Karya Ionia banyak disukai hingga bisa kuat memengaruhi sampai kini lantaran pandangan mereka terlihat tidak memberi tempat pada gagasan ‘kehendak bebas’. Karya mereka tak perlu melibatkan adanya sosok adialami (supranatular) yang saat itu dipahami sebagai Tuhan. Kehendak bebas yang tak diberi tempat membuat bangsa Ionia yakin bahwa sesungguhnya manusia pun tak memiliki kehendak bebas lantaran disusun oleh benda dasar yang terikat oleh hukum alam.

Dua gagasan dalam karya mereka inilah yang banyak ditolak hingga sempat mangkrak. Gagasan tak melibatkan peran Tuhan ditentang keras oleh Epicrus (Ἐπίκουρος) (341-270 SM). Dia menolak dengan keras pandangan atomisme dengan alasan bahwa lebih elok mengikuti mitos para dewa ketimbang menjadi ‘budak’ takdir para ilmuwan alam. Aristotélēs (Aριστοτέλης) (384-322 SM) pun menolak pandangan atomisme. Dia tak dapat menerima bahwa manusia disusun atas benda-benda kecil tak berjiwa.

Sayang memang derap tegap saat itu sempat mangkrak tak mengalami pengembangan. Sempat ada masa sesudahnya ketika karya dari Ionia tak dikembangkan dan manusia sudah cukup puas sekedar mendaur ulang bahkan Ionia pun sempat terlupakan. Seperti karya mereka mengenai alam semesta yang menyebutkan bahwa Bumi bukanlah pusat jagad raya sempat mangkrak sangat lama.

Sekitar dua milenium kemudian karya ini dihidupkan oleh Galileo Galilei. Serupa dengan nasib karya Ionia yang ditolak, laki kelahiran Pisa, Toscana, 15 Februari 1564 pun harus mengalami keseharian yang dirisak. Walau kemudian karya ini kembali hidup dan menjadi ranah kajian sendiri. Stephen William Hawking, yang lahir tepat tiga abad sesudah Galileo Magnifico wafat,  adalah salah satu pemeran penting dalam hal ini, meski kisah cintanya melukai hati.

Karya yang mereka berikan mencerminkan pandangan yang sudah berlaku sejak saat itu. Mereka memulai pandangan mengenai mengapa peristiwa alam seperti itu, bukan mengenai bagaimana peristiwa alam seperti itu.  Sayang, gagasan brilian tak disertai pedoman untuk mengatur cara pengujian gagasan.
■ ■ ■ ■ ■ ■ ■
## Tugas Tertulis
A. Ringkas paragraf dalam teks tentang pemikiran Ionia yang dimulai dengan "Dua gagasan dalam karya mereka" menjadi daftar poin yang tetap memuat fakta utamanya.
B. Sambung teks tentang pemikiran Ionia mulai dari bagian akhirnya.
■ ■ ■ ■ ■ ■ ■
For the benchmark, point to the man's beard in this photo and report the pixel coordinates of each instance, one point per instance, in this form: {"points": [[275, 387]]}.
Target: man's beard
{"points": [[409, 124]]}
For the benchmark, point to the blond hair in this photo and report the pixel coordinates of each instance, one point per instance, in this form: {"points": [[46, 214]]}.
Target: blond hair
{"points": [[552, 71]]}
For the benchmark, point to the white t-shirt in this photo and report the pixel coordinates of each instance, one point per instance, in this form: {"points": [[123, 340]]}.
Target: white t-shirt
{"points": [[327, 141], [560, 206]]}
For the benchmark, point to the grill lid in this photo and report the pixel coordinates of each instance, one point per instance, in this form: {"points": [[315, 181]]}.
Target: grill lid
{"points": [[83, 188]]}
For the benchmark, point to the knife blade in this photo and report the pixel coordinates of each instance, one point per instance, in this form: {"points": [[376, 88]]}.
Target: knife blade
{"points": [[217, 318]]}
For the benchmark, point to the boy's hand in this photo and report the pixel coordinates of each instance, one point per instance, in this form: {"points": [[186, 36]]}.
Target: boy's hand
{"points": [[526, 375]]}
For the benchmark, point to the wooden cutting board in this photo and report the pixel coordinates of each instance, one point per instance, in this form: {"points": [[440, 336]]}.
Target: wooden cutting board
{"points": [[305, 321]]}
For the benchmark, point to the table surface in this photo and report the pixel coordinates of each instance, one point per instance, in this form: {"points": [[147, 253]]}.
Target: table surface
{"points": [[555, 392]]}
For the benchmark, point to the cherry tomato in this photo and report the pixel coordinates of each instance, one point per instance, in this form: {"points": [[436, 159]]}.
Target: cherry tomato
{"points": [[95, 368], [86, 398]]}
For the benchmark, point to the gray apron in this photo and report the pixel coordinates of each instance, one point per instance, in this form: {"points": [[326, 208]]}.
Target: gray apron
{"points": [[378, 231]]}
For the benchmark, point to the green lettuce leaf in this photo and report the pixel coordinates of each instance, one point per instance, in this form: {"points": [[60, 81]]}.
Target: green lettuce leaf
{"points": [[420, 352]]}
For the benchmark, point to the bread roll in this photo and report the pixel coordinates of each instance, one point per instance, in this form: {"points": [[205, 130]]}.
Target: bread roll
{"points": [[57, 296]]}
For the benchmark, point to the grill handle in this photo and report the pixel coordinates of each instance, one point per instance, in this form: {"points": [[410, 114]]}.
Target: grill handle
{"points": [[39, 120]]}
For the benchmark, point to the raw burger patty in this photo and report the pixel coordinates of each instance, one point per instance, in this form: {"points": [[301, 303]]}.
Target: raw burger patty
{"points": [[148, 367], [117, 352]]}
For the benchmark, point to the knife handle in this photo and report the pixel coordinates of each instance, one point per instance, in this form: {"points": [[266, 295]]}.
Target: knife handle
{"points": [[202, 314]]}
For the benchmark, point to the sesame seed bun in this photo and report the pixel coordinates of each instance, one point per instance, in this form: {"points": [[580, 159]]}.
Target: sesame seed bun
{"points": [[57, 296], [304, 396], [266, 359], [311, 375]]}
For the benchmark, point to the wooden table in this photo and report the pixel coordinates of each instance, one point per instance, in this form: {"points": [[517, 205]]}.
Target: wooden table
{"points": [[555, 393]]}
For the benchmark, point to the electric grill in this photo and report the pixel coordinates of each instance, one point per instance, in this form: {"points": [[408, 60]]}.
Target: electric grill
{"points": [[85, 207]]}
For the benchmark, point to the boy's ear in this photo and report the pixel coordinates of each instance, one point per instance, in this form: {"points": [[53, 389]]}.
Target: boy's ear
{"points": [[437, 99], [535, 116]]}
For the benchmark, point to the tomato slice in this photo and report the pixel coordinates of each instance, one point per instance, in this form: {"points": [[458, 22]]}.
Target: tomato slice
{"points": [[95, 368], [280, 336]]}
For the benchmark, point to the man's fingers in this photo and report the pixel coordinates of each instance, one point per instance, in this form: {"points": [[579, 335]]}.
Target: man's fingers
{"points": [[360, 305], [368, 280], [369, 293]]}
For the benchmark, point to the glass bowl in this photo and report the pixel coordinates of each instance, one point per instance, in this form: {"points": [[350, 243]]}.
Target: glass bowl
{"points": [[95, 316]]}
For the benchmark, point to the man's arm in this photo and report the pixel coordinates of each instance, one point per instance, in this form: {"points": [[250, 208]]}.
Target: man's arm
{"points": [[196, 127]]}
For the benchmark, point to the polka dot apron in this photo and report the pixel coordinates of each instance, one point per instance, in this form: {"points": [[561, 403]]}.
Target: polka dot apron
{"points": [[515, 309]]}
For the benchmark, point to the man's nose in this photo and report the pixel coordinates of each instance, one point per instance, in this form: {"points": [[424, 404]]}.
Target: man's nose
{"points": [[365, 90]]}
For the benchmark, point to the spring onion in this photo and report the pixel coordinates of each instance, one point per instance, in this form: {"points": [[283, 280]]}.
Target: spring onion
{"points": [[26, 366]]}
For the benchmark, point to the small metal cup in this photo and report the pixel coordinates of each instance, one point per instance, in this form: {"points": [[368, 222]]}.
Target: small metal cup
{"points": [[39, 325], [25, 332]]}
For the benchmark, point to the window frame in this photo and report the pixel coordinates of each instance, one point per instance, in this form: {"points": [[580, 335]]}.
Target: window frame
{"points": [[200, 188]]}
■ ■ ■ ■ ■ ■ ■
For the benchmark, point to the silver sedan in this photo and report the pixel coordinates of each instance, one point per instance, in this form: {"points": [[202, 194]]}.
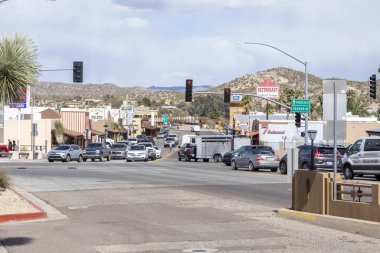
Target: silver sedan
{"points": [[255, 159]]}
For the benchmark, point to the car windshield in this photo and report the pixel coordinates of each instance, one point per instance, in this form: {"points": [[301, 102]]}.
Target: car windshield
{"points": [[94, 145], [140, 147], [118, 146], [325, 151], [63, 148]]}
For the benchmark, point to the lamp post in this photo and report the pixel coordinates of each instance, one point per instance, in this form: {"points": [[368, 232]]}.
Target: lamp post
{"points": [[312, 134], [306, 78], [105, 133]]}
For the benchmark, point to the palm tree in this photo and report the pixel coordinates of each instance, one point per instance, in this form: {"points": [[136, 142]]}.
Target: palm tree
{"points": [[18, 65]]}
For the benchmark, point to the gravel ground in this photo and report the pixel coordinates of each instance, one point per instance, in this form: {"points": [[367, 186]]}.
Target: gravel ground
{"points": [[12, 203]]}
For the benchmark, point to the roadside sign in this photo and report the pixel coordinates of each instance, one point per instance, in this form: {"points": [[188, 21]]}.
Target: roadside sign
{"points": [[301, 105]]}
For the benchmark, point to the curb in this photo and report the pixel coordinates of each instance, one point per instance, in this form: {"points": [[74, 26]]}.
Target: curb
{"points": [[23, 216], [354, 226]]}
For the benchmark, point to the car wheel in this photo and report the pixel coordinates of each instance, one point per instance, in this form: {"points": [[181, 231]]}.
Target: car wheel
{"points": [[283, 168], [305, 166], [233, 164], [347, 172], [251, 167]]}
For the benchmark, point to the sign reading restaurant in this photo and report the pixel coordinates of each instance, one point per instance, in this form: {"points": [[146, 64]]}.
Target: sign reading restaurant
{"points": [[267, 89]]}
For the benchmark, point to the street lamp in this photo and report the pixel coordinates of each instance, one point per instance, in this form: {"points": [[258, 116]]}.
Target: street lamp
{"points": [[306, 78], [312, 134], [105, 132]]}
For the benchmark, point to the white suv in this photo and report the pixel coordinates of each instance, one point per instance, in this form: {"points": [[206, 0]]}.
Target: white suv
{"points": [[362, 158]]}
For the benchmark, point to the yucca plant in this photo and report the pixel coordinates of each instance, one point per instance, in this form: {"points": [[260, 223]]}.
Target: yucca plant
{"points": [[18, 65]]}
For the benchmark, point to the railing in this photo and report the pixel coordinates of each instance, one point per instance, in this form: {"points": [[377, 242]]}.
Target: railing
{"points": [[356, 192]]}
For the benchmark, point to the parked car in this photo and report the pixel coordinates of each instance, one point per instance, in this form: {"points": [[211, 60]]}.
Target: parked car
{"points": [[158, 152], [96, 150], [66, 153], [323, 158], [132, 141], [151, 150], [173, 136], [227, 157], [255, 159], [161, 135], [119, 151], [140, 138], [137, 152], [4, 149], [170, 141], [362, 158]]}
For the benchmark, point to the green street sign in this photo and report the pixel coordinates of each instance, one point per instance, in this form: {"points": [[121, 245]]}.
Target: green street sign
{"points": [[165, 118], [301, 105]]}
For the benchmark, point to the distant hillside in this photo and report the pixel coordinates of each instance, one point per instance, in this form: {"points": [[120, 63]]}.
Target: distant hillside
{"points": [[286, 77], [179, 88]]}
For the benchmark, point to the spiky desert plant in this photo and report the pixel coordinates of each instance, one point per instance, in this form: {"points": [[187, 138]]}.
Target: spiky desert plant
■ ■ ■ ■ ■ ■ ■
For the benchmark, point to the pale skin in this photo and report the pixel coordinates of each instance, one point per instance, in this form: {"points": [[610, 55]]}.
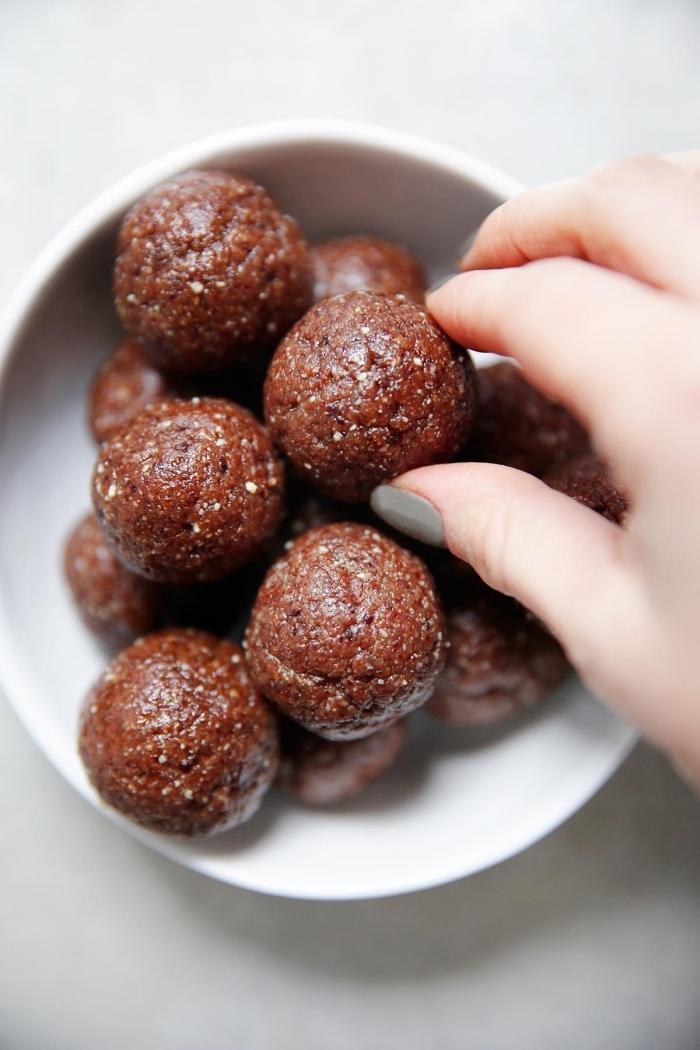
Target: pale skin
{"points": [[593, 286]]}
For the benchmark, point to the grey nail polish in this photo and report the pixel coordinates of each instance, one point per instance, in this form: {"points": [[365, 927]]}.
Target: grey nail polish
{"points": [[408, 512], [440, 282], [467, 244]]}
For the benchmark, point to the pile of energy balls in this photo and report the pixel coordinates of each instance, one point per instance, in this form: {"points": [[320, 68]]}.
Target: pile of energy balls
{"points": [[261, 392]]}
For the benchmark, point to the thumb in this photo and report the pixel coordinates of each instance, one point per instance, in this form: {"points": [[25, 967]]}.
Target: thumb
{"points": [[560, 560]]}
■ ■ ■ ■ ■ ■ ■
## Hasil Tiap Tugas
A.
- Dua gagasan dalam karya Ionia banyak ditolak hingga sempat mangkrak.
- Epicrus (341-270 SM) menentang keras gagasan yang tak melibatkan peran Tuhan dan menolak atomisme. Menurutnya, lebih elok mengikuti mitos para dewa ketimbang menjadi "budak" takdir para ilmuwan alam.
- Aristotélēs (384-322 SM) juga menolak atomisme karena tak dapat menerima bahwa manusia disusun atas benda-benda kecil tak berjiwa.

B.
Cara pengujian baru beberapa abad lampau disusun dan dikenal dengan metode ilmiah. Gagasan yang tak hanya melalui pemikiran walakin hingga disertai perhitungan pun mudah di-mangkrak-kan ketika terjadi perbedaan maupun pertentangan.

Mereka juga belum memberikan batasan jelas antara hukum alam dan hukum sosial. Batasan yang memberi pembedaan cakupan ini baru mulai diberikan oleh Stoicism, pesantren ilmuwan yang dibangun oleh Zeno (Ζήνων) sekitar awal abad ketiga SM.

Hanya saja mereka memasukkan aturan tata krama manusia, misalnya menghormati orangtua, ke dalam hukum alam. Hal ini lantaran mereka memandang bahwa tata krama berlaku universal.

Sebaliknya, serentetan peristiwa fisika dimasukkan dalam wilayah hukum sosial. Hal ini lantaran mereka memandang proses tersebut butuh pemaksaan walau mereka sebernya sadar bahwa obyek hukumnya tak berjiwa.

Cukup menggelitik memang. Bayangkan saja, kalau kita susah meminta manusia membuang sampah pada tempatnya, bayangkan kita meminta Surya memancarkan kirana seperti kita saksikan dalam keseharian!

Kebiasaan mengagumkan namun tak berkelanjutan memang patut disayangkan. Hanya saja bangsa Ionia berhasil menahbiskan diri sebagai pemula gelora kajian keilmuan. Memiliki catatan sebagai pemula tak akan bisa dipecahkan oleh siapapun.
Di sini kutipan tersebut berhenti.